> **To be done**: Copy out each of the rows below verbatim.

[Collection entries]
+++
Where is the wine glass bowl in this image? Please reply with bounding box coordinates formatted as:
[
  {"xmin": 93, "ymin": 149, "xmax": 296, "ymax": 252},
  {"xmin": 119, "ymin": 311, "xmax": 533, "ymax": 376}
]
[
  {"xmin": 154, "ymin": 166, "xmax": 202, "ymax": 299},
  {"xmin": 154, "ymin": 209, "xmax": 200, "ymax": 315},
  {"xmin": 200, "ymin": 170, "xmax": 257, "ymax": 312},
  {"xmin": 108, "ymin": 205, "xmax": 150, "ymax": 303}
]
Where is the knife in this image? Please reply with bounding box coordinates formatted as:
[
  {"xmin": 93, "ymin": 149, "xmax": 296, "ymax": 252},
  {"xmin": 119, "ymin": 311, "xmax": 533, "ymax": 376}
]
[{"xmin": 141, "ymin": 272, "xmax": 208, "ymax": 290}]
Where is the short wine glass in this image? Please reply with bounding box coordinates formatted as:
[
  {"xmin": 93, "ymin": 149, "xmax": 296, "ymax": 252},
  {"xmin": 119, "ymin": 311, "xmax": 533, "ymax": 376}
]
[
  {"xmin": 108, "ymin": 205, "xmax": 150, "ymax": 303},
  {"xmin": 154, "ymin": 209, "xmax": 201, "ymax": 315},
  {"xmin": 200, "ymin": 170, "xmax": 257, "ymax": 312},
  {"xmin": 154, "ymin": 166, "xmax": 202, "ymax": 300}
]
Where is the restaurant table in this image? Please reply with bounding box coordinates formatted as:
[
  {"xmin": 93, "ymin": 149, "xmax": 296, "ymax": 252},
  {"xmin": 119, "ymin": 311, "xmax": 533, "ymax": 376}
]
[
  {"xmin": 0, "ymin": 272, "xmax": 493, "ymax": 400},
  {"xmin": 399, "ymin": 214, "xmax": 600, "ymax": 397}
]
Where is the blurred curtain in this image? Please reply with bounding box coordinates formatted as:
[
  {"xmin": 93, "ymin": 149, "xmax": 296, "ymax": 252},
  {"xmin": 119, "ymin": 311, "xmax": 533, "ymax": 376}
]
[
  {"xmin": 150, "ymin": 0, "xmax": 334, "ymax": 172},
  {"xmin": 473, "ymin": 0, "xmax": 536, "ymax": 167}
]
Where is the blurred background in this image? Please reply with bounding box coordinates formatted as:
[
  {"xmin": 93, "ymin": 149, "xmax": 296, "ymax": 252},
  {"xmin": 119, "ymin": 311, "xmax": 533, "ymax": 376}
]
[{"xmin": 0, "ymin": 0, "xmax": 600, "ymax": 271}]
+++
> **Task result**:
Where is the wine glass bowl in this image? Please reply with bounding box coordinates formatted as:
[
  {"xmin": 93, "ymin": 149, "xmax": 296, "ymax": 252},
  {"xmin": 119, "ymin": 311, "xmax": 533, "ymax": 376}
]
[
  {"xmin": 154, "ymin": 166, "xmax": 202, "ymax": 299},
  {"xmin": 154, "ymin": 209, "xmax": 200, "ymax": 315},
  {"xmin": 200, "ymin": 170, "xmax": 257, "ymax": 312},
  {"xmin": 108, "ymin": 205, "xmax": 150, "ymax": 303}
]
Where is the knife in this image? Please reply with bounding box coordinates formatted as:
[
  {"xmin": 93, "ymin": 149, "xmax": 296, "ymax": 252},
  {"xmin": 119, "ymin": 311, "xmax": 533, "ymax": 376}
]
[{"xmin": 141, "ymin": 272, "xmax": 208, "ymax": 290}]
Where is the short wine glass in this image? Please reply with bounding box coordinates formatted as:
[
  {"xmin": 93, "ymin": 149, "xmax": 296, "ymax": 252},
  {"xmin": 119, "ymin": 311, "xmax": 533, "ymax": 376}
]
[
  {"xmin": 108, "ymin": 205, "xmax": 150, "ymax": 303},
  {"xmin": 154, "ymin": 209, "xmax": 201, "ymax": 315},
  {"xmin": 200, "ymin": 170, "xmax": 257, "ymax": 312},
  {"xmin": 154, "ymin": 166, "xmax": 202, "ymax": 300}
]
Where is the restaurant table in this image? Please reply with bounding box coordinates formatted as:
[
  {"xmin": 93, "ymin": 149, "xmax": 296, "ymax": 252},
  {"xmin": 119, "ymin": 311, "xmax": 533, "ymax": 376}
]
[
  {"xmin": 0, "ymin": 272, "xmax": 493, "ymax": 400},
  {"xmin": 399, "ymin": 214, "xmax": 600, "ymax": 397}
]
Where is the blurred curtain in this image? Please reply with bounding box coordinates formatted as:
[
  {"xmin": 93, "ymin": 149, "xmax": 296, "ymax": 252},
  {"xmin": 119, "ymin": 311, "xmax": 533, "ymax": 376}
]
[
  {"xmin": 150, "ymin": 0, "xmax": 334, "ymax": 172},
  {"xmin": 473, "ymin": 0, "xmax": 536, "ymax": 167}
]
Where is the blurred background in this image? Please reply with bounding box coordinates formatted as:
[
  {"xmin": 93, "ymin": 149, "xmax": 296, "ymax": 252},
  {"xmin": 119, "ymin": 311, "xmax": 533, "ymax": 376}
]
[{"xmin": 0, "ymin": 0, "xmax": 600, "ymax": 271}]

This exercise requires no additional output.